Rewrite the rows from the one containing "cliff in the photo above." down through the end of the rows, replacing "evaluation round" with "test round" and leaving everything else unchanged.

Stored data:
* * * * * * *

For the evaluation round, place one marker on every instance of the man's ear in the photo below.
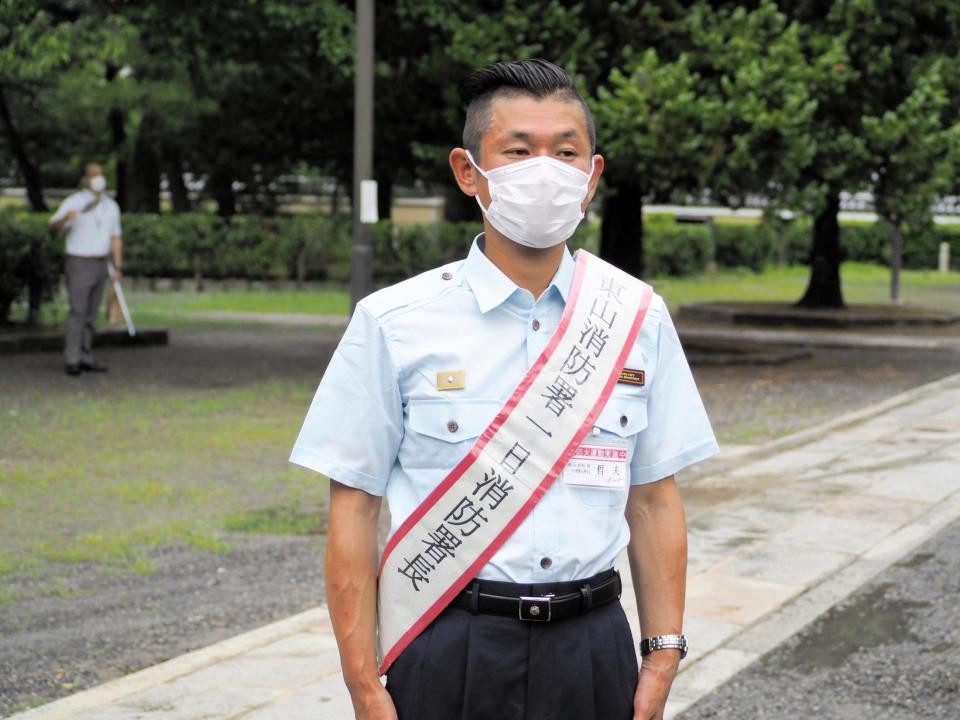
(598, 163)
(464, 172)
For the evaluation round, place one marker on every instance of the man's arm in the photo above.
(658, 563)
(351, 580)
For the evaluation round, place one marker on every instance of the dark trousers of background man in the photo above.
(85, 280)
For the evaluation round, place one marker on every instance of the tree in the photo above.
(38, 42)
(884, 44)
(653, 124)
(914, 148)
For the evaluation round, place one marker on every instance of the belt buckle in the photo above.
(536, 609)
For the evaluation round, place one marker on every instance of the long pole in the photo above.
(361, 271)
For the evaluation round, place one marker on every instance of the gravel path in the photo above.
(890, 652)
(107, 623)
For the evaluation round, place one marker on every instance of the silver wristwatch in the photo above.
(664, 642)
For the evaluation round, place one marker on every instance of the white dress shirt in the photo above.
(89, 233)
(379, 423)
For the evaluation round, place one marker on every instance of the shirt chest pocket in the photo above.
(441, 432)
(622, 418)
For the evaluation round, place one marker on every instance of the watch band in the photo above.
(664, 642)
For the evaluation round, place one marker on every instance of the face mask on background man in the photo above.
(535, 202)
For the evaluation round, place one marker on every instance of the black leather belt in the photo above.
(566, 600)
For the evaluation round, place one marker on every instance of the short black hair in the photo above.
(536, 78)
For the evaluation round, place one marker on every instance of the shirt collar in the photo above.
(491, 287)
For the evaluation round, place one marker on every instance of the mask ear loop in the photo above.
(479, 170)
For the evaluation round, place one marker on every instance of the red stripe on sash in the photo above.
(444, 600)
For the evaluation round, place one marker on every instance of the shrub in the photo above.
(29, 259)
(672, 248)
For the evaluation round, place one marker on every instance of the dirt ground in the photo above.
(110, 622)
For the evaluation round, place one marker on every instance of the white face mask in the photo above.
(535, 202)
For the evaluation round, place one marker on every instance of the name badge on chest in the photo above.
(598, 464)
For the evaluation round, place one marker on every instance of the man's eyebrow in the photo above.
(526, 137)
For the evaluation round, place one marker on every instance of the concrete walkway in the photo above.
(778, 535)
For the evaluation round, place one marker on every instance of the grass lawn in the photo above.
(862, 283)
(104, 479)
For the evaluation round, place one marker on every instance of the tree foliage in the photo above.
(793, 102)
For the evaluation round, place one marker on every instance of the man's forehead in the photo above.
(523, 117)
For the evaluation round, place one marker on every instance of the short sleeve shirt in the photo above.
(89, 233)
(379, 423)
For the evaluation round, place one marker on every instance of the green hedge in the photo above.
(317, 247)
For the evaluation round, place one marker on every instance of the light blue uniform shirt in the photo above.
(379, 423)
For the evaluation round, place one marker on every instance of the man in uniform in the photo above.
(411, 396)
(92, 222)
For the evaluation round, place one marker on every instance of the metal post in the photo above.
(361, 270)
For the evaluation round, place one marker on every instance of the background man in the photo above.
(92, 222)
(422, 370)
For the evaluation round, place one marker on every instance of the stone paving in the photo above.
(778, 535)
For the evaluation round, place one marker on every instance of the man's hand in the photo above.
(373, 704)
(656, 675)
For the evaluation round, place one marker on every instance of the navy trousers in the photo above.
(467, 667)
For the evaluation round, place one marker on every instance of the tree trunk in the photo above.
(173, 168)
(118, 138)
(145, 175)
(221, 189)
(31, 176)
(896, 262)
(621, 231)
(823, 290)
(384, 195)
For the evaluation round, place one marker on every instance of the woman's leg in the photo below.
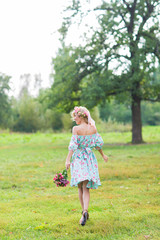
(80, 192)
(86, 195)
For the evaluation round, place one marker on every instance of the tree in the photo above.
(4, 99)
(118, 57)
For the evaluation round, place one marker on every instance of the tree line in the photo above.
(116, 61)
(27, 113)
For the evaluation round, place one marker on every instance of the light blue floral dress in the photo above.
(84, 164)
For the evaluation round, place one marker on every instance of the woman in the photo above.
(84, 167)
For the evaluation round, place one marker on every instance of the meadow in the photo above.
(125, 207)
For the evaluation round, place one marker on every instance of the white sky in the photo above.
(27, 38)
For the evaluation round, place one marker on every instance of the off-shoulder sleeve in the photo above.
(98, 142)
(73, 145)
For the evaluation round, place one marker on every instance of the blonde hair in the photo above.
(81, 111)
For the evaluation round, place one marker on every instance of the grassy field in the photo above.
(126, 206)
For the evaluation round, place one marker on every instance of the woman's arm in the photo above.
(103, 155)
(68, 159)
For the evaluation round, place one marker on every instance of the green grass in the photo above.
(125, 207)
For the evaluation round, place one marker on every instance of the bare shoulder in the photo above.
(75, 130)
(94, 129)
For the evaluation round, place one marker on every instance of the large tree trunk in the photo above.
(136, 121)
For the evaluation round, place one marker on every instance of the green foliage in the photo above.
(5, 108)
(27, 115)
(125, 35)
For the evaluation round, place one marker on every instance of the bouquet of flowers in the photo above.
(61, 179)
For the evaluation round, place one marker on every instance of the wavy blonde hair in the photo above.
(82, 111)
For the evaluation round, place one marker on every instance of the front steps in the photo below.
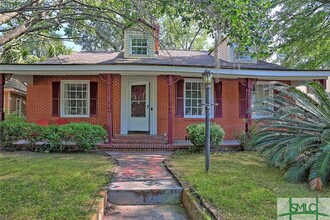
(137, 142)
(144, 193)
(143, 188)
(146, 212)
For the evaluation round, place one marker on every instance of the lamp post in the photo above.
(207, 77)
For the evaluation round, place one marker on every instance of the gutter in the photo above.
(28, 70)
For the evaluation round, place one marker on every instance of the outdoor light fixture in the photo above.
(207, 77)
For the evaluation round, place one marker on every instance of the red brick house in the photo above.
(15, 97)
(147, 90)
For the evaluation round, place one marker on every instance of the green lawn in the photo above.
(50, 186)
(240, 185)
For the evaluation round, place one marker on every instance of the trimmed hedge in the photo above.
(196, 134)
(57, 138)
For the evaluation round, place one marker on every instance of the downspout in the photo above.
(109, 109)
(248, 108)
(2, 94)
(170, 123)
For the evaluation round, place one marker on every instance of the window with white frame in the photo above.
(194, 97)
(74, 98)
(139, 46)
(261, 91)
(243, 55)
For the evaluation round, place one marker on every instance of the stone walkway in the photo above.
(143, 188)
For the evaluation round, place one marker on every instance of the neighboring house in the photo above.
(147, 90)
(15, 97)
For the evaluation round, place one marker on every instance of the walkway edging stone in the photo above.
(100, 206)
(195, 205)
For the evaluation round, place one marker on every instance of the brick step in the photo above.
(135, 147)
(144, 193)
(137, 141)
(139, 137)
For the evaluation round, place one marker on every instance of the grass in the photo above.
(50, 186)
(240, 185)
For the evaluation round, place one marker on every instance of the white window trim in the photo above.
(138, 37)
(184, 99)
(62, 98)
(20, 101)
(271, 94)
(239, 59)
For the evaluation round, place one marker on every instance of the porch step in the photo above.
(135, 147)
(139, 137)
(144, 193)
(137, 141)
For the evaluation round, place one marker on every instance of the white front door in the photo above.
(138, 112)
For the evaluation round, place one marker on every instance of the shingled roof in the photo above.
(165, 58)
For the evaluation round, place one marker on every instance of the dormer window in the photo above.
(139, 46)
(244, 56)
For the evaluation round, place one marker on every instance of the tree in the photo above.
(177, 34)
(240, 20)
(85, 22)
(243, 22)
(33, 49)
(97, 36)
(302, 36)
(296, 137)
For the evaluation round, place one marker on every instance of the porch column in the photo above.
(109, 108)
(249, 97)
(2, 94)
(170, 123)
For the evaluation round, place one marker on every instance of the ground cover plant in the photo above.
(241, 185)
(296, 135)
(50, 186)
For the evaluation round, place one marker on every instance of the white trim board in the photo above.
(152, 70)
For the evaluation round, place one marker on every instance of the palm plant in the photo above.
(296, 136)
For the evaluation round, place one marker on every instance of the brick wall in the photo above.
(6, 101)
(39, 99)
(13, 97)
(39, 102)
(116, 97)
(230, 121)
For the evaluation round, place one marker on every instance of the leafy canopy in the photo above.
(302, 36)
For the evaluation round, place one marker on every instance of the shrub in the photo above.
(296, 136)
(245, 138)
(196, 134)
(10, 133)
(15, 129)
(53, 139)
(83, 134)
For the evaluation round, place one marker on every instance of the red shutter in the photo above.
(242, 99)
(93, 98)
(179, 99)
(218, 99)
(56, 99)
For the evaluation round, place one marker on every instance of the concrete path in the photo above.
(143, 188)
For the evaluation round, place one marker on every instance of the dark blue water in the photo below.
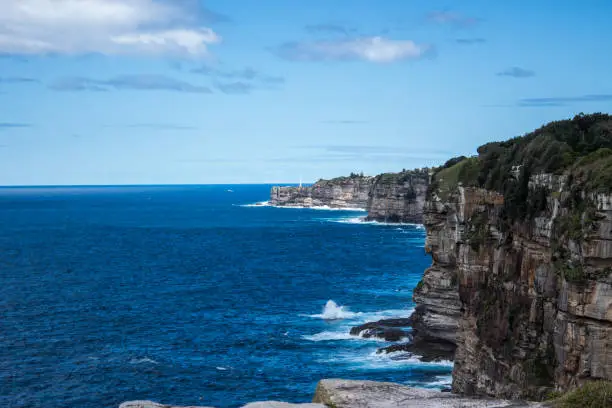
(183, 295)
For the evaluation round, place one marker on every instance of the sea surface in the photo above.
(191, 295)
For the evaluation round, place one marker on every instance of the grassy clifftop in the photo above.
(580, 147)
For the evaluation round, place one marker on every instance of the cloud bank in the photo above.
(371, 49)
(112, 27)
(128, 82)
(516, 72)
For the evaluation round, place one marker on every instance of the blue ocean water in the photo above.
(187, 295)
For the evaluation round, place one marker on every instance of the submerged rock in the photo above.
(426, 350)
(388, 329)
(370, 394)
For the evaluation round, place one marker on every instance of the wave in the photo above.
(332, 311)
(388, 361)
(340, 336)
(319, 208)
(143, 360)
(257, 204)
(330, 336)
(301, 207)
(363, 221)
(441, 381)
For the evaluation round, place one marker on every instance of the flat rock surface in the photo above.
(371, 394)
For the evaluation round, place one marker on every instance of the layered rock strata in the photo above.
(341, 192)
(388, 197)
(398, 197)
(521, 278)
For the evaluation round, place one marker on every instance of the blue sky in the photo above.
(245, 91)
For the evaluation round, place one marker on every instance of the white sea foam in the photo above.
(441, 381)
(378, 361)
(330, 336)
(320, 208)
(342, 335)
(363, 221)
(143, 361)
(332, 311)
(301, 207)
(258, 204)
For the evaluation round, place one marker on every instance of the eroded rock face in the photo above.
(398, 197)
(531, 306)
(341, 192)
(371, 394)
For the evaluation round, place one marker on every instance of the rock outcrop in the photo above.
(151, 404)
(387, 329)
(340, 192)
(398, 197)
(370, 394)
(521, 280)
(260, 404)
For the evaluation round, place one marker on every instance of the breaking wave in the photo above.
(332, 311)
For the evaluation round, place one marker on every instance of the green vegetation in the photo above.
(581, 146)
(419, 285)
(464, 171)
(594, 394)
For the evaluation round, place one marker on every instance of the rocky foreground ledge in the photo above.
(337, 393)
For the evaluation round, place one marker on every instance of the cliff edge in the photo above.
(339, 192)
(398, 197)
(521, 279)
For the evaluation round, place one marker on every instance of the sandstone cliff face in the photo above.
(531, 305)
(342, 192)
(398, 197)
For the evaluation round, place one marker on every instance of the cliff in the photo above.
(521, 278)
(340, 192)
(398, 197)
(388, 197)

* * * * * * *

■ **ANSWER TO THIS TASK**:
For the test round, place one marker on every instance of the cliff in the photo above.
(521, 278)
(340, 192)
(398, 197)
(388, 197)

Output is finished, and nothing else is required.